* _YOUR INSTRUCTIONS_:
Report back every line in the data that includes the string "hand".

* _Referring expression pointing data_:
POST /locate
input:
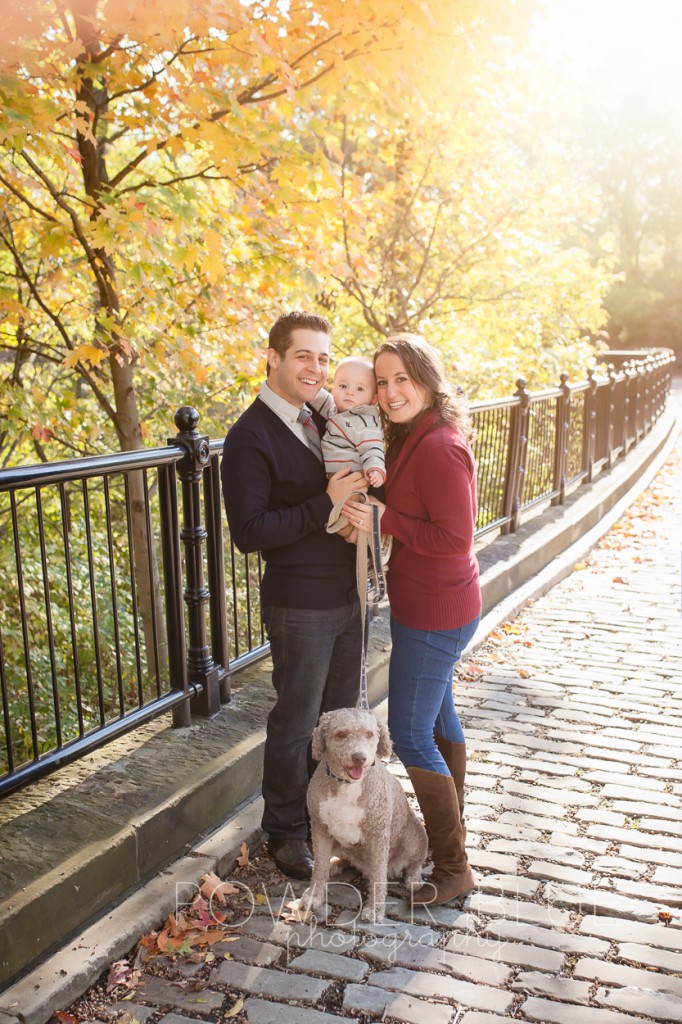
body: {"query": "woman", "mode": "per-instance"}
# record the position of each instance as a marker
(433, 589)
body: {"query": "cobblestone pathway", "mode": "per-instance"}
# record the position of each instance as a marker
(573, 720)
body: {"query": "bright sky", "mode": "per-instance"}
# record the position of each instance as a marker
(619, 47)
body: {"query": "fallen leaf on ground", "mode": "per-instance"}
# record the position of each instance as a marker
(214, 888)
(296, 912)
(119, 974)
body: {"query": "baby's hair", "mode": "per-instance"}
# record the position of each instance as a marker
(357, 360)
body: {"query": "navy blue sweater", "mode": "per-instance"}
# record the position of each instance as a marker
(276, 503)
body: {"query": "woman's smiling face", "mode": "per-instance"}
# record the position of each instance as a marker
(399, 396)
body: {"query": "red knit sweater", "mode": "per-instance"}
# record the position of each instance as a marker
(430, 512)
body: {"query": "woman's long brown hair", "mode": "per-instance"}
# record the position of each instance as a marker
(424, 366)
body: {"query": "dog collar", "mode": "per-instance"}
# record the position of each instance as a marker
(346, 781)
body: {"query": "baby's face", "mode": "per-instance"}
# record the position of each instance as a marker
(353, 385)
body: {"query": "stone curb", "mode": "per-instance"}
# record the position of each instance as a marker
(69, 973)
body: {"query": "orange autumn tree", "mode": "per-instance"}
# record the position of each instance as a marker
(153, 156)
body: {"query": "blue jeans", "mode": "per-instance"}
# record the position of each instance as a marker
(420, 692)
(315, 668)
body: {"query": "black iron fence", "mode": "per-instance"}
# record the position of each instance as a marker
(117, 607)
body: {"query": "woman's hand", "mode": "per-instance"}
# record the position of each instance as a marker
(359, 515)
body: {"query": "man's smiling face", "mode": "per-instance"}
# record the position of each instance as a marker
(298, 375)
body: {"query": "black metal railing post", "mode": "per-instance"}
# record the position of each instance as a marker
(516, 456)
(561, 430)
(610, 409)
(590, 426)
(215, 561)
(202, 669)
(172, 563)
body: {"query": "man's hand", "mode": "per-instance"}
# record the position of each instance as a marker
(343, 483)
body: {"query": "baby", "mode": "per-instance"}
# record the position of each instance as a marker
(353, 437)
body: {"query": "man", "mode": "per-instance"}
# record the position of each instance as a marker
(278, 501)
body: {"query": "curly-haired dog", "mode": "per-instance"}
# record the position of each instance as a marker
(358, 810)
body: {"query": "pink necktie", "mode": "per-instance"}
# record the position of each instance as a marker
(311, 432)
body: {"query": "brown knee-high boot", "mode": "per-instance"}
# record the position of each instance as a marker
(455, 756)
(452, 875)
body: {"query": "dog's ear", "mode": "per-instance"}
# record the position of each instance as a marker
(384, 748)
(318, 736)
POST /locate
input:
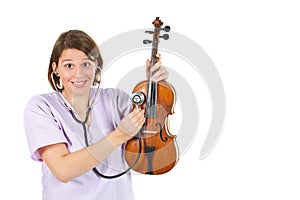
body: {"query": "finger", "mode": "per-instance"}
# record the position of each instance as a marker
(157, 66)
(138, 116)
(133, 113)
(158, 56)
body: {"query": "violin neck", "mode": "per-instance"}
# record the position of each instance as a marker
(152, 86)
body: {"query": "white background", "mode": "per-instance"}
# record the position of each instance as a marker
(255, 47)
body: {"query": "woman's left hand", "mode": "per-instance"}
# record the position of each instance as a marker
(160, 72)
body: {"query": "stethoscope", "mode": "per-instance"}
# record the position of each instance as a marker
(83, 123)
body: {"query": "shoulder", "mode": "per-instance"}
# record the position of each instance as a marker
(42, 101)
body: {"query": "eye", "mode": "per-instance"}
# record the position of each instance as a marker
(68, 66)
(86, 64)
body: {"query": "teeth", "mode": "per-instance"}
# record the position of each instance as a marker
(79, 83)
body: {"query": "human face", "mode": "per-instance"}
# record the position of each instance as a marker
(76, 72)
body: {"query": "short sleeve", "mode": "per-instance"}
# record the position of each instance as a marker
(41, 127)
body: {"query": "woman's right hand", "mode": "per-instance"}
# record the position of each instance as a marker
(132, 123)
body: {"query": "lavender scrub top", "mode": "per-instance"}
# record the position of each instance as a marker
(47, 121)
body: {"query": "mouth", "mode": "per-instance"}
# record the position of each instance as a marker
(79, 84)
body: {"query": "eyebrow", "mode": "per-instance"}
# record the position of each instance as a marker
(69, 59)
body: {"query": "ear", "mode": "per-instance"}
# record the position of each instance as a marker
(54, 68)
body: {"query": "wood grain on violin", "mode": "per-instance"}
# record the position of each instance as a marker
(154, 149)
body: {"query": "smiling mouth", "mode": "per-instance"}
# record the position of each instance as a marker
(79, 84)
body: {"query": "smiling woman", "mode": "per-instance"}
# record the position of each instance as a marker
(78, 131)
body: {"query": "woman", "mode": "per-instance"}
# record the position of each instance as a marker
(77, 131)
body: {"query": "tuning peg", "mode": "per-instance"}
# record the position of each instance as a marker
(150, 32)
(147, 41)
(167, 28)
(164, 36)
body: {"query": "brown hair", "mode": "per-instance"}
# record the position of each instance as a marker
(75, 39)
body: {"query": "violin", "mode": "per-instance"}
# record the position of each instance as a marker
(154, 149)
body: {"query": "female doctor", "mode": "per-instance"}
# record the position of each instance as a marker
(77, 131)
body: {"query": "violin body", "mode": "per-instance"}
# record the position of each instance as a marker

* _RESULT FOR THIS EXERCISE_:
body: {"query": "woman's hand", "mode": "per-instance"}
body: {"query": "man's hand", "mode": "per-instance"}
body: {"query": "woman's left hand", "mode": "per-instance"}
body: {"query": "woman's right hand", "mode": "per-instance"}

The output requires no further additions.